Quote every one of the lines below word for word, without changing anything.

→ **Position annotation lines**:
'''
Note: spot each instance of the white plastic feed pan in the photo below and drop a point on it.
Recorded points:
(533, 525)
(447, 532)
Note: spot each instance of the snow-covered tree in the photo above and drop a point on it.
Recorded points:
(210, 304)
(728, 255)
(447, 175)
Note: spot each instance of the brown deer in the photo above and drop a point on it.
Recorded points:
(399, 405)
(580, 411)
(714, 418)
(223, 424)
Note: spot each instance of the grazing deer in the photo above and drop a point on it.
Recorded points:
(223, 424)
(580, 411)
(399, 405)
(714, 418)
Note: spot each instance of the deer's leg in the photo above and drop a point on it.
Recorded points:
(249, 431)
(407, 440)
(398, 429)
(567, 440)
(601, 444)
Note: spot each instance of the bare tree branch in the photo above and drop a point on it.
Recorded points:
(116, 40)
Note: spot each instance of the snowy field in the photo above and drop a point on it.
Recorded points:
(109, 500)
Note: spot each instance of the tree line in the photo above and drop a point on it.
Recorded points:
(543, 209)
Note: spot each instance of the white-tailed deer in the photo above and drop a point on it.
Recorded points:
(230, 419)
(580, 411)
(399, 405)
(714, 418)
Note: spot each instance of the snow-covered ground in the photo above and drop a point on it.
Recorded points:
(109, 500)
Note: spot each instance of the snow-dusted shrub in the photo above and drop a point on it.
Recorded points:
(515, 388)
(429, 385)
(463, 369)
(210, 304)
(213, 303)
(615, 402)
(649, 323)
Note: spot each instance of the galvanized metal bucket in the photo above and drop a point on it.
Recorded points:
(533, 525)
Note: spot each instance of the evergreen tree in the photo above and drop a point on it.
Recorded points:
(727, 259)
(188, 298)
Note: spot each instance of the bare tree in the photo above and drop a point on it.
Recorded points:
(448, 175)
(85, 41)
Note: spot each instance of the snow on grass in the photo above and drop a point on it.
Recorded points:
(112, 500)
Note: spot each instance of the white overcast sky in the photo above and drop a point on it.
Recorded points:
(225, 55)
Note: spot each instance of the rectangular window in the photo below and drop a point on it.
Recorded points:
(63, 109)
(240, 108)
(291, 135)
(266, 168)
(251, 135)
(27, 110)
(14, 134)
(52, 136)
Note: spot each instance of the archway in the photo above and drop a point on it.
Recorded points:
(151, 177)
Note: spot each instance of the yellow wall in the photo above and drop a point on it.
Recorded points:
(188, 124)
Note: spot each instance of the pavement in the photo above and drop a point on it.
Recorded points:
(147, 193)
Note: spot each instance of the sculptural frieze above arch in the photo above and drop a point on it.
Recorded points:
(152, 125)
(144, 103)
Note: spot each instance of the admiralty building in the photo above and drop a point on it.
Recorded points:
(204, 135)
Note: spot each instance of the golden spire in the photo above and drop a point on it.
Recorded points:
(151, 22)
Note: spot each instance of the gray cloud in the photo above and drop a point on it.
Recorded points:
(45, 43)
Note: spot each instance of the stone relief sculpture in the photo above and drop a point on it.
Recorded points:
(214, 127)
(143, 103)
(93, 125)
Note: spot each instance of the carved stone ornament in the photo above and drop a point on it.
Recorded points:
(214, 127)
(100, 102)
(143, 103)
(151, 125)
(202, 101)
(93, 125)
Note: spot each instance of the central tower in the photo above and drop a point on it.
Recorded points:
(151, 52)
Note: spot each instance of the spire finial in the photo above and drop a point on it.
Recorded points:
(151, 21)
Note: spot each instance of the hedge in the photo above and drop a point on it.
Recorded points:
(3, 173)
'''
→ **Response**:
Note: spot each instance of the white plastic feed pan in the photo below and drop a point on it.
Recorded points:
(533, 525)
(447, 532)
Note: spot each instance of the snow-covered tree in the photo above and drop a point on it.
Recorded points:
(210, 304)
(728, 255)
(447, 175)
Note: spot each instance of the brown deer in the photo above and drop a point on it.
Recorded points:
(399, 405)
(580, 411)
(714, 418)
(223, 424)
Note: spot each instance of the grazing deer in the photo above and drop a point on it.
Recorded points:
(223, 424)
(580, 411)
(399, 405)
(714, 418)
Note: spot each instance of the deer's leg in the photo above and drop a point on it.
Recorded points:
(249, 431)
(407, 440)
(398, 429)
(567, 440)
(601, 444)
Note: spot each instance of the bare tree branch in the photo above and drop a point on it.
Recorded points:
(116, 40)
Note: spot each instance of the snowy field in the photo above and drop a point on it.
Recorded points:
(109, 500)
Note: spot each instance of the tree line in the photo above and drop a point on it.
Recorded points:
(543, 209)
Note: spot each instance of the white-tailed deer in the photo above and drop a point on it.
Recorded points:
(230, 419)
(580, 411)
(399, 405)
(714, 418)
Note: spot each instance of the snow-covered ground in the photo above and drop a point on it.
Recorded points:
(109, 500)
Note: spot each instance of the snow-dusted shrub in the photo above and drop a point on it.
Recorded points:
(515, 388)
(429, 385)
(463, 369)
(210, 304)
(213, 303)
(615, 402)
(649, 323)
Note: spot each instance of the galvanized metal bucket in the photo above and drop a point on it.
Recorded points:
(533, 525)
Note: spot each instance of the evergreen tree in the photo above and drop a point on it.
Recorded points:
(727, 259)
(188, 298)
Note: spot each instance of the bare tree in the photo above and drop a point on it.
Recorded points:
(448, 175)
(85, 41)
Note: spot each instance of the snow on grass in the photo above and drop a point on it.
Recorded points:
(112, 500)
Note: spot each instance of the white overcast sky in the photo above and drop a point on it.
Recorded points:
(225, 55)
Note: spot each instance of the rectangular window in the photo below and drop a point on it.
Recorded points:
(63, 109)
(240, 108)
(291, 135)
(266, 168)
(251, 135)
(27, 110)
(14, 134)
(52, 136)
Note: spot each instance of the archway in the photo above and drop a point on it.
Recorded points:
(151, 177)
Note: spot each instance of the yellow wall in the photo above and drop a point on it.
Recorded points:
(188, 124)
Note: spot each instance of the pavement in the photo above and drop a point on it.
Recorded points:
(147, 193)
Note: spot each instance of the sculptural frieze above arch in the photo above and drop a point on it.
Recorded points:
(152, 125)
(144, 103)
Note: spot each instance of the admiralty building in the photo above and drop a point on it.
Recorded points:
(204, 135)
Note: spot each instance of the golden spire in the photo above and drop a point on it.
Recorded points:
(151, 22)
Note: spot each instance of the gray cloud in the photo above and drop a point on it.
Recorded points:
(45, 43)
Note: spot each instance of the stone relief sculpture in the photo above and drop a point on it.
Recorded points:
(214, 127)
(143, 103)
(93, 125)
Note: spot each instance of the carved stone ornament in the photo above and drop a point on it.
Recorded points:
(214, 127)
(100, 102)
(143, 103)
(151, 125)
(202, 101)
(93, 125)
Note: spot each instance of the central tower in the photo above and drop a point on it.
Recorded points:
(151, 52)
Note: spot each instance of the spire finial in the photo above and drop a point on it.
Recorded points:
(151, 21)
Note: spot each instance of the hedge in the photo above and drop a point on it.
Recorded points:
(3, 173)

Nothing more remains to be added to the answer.